• _ACTIVITY_:
Set out exactly, and with nothing added, the line containing "120L37 124L21 116L4" and every line after it through the final line of the data.

• _DATA SECTION_:

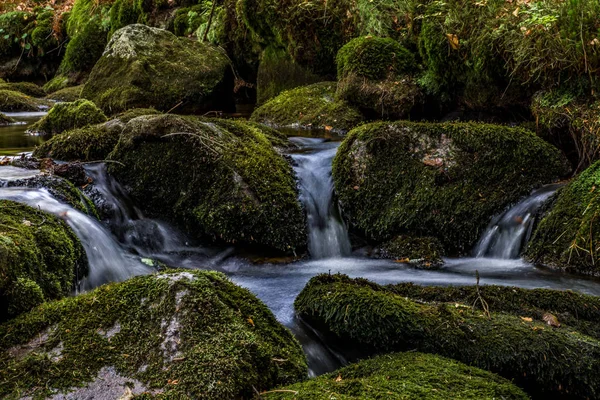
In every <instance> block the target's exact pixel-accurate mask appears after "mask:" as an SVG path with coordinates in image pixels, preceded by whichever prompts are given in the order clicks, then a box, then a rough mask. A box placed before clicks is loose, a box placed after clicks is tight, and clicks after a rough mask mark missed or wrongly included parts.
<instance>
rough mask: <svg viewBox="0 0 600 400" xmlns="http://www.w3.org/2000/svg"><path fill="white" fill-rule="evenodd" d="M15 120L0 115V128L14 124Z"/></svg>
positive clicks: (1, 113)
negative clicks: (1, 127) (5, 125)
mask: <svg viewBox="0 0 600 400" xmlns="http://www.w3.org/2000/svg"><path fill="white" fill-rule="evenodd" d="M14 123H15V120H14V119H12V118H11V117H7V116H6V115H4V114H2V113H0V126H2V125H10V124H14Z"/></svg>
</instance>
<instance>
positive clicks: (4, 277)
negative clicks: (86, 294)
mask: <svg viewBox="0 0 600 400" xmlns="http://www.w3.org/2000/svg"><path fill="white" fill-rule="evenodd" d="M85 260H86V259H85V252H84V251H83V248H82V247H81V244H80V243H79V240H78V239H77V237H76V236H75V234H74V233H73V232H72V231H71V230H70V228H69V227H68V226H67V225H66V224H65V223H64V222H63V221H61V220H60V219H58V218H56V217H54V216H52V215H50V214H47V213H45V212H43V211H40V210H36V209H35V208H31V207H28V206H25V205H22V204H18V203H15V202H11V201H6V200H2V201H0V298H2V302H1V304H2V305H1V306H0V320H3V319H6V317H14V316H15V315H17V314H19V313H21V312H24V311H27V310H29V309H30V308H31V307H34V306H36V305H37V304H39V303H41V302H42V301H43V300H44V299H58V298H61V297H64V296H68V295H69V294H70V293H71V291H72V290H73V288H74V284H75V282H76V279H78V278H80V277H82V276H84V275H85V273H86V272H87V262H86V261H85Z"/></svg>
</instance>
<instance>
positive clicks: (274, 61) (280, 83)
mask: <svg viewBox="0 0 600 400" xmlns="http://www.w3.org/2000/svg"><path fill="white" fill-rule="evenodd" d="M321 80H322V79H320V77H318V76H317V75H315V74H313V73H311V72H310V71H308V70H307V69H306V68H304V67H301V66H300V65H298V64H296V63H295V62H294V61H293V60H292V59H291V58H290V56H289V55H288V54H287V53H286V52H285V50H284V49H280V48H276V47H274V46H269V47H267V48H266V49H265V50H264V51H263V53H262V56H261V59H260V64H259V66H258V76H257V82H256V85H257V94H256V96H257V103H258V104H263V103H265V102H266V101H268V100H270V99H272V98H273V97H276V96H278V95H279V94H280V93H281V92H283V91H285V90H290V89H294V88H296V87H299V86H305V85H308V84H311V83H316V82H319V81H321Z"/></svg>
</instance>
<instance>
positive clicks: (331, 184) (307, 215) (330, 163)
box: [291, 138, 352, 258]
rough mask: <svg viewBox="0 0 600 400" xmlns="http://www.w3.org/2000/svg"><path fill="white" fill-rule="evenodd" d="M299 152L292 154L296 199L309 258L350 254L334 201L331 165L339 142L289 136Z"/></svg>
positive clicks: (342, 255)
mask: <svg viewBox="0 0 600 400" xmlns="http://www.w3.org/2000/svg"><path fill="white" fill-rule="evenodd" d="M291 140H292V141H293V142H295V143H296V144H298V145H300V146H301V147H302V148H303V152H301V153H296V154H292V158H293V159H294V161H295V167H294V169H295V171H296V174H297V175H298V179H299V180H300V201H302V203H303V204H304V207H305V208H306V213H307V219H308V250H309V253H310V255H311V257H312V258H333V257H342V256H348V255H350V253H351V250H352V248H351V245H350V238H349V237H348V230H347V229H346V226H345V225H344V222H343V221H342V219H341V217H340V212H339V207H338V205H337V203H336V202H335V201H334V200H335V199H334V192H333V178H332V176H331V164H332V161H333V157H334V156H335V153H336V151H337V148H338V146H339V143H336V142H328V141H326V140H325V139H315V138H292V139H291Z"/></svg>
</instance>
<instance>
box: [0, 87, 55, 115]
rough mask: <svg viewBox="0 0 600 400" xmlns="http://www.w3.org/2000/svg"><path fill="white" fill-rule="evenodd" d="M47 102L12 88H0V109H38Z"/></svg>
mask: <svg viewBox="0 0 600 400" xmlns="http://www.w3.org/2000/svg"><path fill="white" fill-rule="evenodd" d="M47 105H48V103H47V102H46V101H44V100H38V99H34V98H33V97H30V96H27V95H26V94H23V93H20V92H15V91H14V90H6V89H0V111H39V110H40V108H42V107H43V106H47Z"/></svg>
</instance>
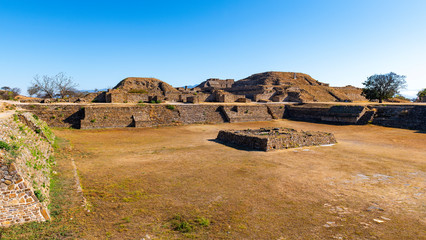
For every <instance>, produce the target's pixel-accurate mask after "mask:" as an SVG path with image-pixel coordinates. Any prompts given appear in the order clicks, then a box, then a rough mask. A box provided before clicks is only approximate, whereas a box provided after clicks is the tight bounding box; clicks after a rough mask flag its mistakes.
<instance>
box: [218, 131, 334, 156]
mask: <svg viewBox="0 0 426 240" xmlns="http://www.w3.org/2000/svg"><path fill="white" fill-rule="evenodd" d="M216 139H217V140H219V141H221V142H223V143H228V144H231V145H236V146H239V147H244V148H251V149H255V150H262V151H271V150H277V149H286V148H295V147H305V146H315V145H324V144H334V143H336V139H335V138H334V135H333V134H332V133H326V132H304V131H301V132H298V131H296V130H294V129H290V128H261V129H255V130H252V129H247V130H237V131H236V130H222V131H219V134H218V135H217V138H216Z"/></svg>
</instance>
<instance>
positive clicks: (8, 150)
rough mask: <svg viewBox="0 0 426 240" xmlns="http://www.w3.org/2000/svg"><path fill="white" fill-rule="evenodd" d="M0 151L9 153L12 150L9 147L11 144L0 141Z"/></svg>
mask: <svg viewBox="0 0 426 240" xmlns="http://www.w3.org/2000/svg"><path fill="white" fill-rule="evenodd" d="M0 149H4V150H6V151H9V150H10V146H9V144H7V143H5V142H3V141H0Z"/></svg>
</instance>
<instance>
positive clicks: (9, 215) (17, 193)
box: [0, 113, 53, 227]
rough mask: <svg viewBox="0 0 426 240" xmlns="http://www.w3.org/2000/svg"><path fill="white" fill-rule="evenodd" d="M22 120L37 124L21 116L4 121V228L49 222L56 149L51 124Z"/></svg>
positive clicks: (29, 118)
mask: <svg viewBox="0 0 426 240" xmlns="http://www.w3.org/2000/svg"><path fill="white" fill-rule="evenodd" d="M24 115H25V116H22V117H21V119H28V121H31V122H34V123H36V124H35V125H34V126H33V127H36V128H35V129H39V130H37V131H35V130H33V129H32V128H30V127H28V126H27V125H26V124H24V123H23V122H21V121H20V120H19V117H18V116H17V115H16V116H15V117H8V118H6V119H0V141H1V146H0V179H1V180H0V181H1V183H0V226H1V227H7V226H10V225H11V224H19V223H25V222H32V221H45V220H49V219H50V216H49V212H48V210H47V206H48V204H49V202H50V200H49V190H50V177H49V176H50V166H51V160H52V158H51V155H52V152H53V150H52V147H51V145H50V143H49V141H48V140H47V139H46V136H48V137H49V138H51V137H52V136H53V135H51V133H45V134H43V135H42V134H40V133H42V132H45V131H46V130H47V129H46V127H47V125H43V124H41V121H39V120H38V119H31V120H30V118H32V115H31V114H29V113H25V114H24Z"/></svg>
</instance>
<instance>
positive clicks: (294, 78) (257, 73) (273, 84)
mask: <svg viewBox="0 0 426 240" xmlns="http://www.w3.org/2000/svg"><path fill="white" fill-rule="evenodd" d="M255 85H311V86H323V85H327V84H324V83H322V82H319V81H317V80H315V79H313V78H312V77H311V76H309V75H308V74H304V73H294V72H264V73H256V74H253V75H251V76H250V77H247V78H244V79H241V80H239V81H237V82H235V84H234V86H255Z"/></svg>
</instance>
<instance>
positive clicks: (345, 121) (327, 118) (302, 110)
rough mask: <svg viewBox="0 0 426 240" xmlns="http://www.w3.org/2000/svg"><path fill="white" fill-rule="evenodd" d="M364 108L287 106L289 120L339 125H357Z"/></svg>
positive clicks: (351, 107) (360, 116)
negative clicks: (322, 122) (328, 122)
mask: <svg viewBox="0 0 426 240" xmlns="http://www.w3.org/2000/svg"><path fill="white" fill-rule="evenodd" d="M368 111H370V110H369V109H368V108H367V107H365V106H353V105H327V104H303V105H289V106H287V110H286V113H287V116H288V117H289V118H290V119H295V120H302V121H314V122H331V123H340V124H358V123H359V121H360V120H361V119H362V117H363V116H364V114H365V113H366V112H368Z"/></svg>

• _SOLUTION TO THIS TASK_:
rough mask: <svg viewBox="0 0 426 240" xmlns="http://www.w3.org/2000/svg"><path fill="white" fill-rule="evenodd" d="M22 120L37 124L21 116L4 121V228L49 222L56 149L51 124Z"/></svg>
positive clicks: (29, 118)
mask: <svg viewBox="0 0 426 240" xmlns="http://www.w3.org/2000/svg"><path fill="white" fill-rule="evenodd" d="M24 115H25V116H22V117H21V119H28V121H31V122H34V123H36V124H35V125H34V126H33V127H36V128H35V129H39V130H37V131H35V130H33V129H32V128H30V127H28V126H27V125H26V124H24V123H23V122H21V121H20V120H19V117H18V116H17V115H16V116H15V117H8V118H6V119H0V141H1V146H0V179H1V180H0V181H1V183H0V226H1V227H7V226H10V225H11V224H19V223H25V222H32V221H45V220H49V219H50V216H49V212H48V210H47V206H48V204H49V202H50V200H49V190H50V177H49V176H50V166H51V160H52V158H51V155H52V152H53V150H52V147H51V145H50V143H49V141H48V140H47V139H46V136H48V137H49V138H51V137H52V136H53V135H51V133H45V134H43V135H42V134H40V133H42V132H45V131H46V130H47V129H46V127H47V125H43V124H41V121H39V120H38V119H31V120H30V118H32V115H31V114H29V113H25V114H24Z"/></svg>
</instance>
<instance>
positive clicks: (294, 78) (257, 73) (273, 84)
mask: <svg viewBox="0 0 426 240" xmlns="http://www.w3.org/2000/svg"><path fill="white" fill-rule="evenodd" d="M255 85H311V86H323V85H327V84H324V83H322V82H319V81H317V80H315V79H313V78H312V77H311V76H309V75H308V74H304V73H294V72H264V73H256V74H253V75H251V76H250V77H247V78H244V79H241V80H239V81H237V82H235V84H234V86H255Z"/></svg>
</instance>
<instance>
positive clicks: (345, 121) (327, 118) (302, 110)
rough mask: <svg viewBox="0 0 426 240" xmlns="http://www.w3.org/2000/svg"><path fill="white" fill-rule="evenodd" d="M364 108L287 106L289 120L339 125H357Z"/></svg>
positive clicks: (351, 107) (360, 116)
negative clicks: (322, 122) (328, 122)
mask: <svg viewBox="0 0 426 240" xmlns="http://www.w3.org/2000/svg"><path fill="white" fill-rule="evenodd" d="M368 111H370V110H369V109H368V108H367V107H365V106H353V105H327V104H303V105H289V106H287V110H286V113H287V116H288V117H289V118H290V119H295V120H302V121H314V122H331V123H340V124H358V123H359V121H360V120H361V119H362V117H363V116H364V114H365V113H366V112H368Z"/></svg>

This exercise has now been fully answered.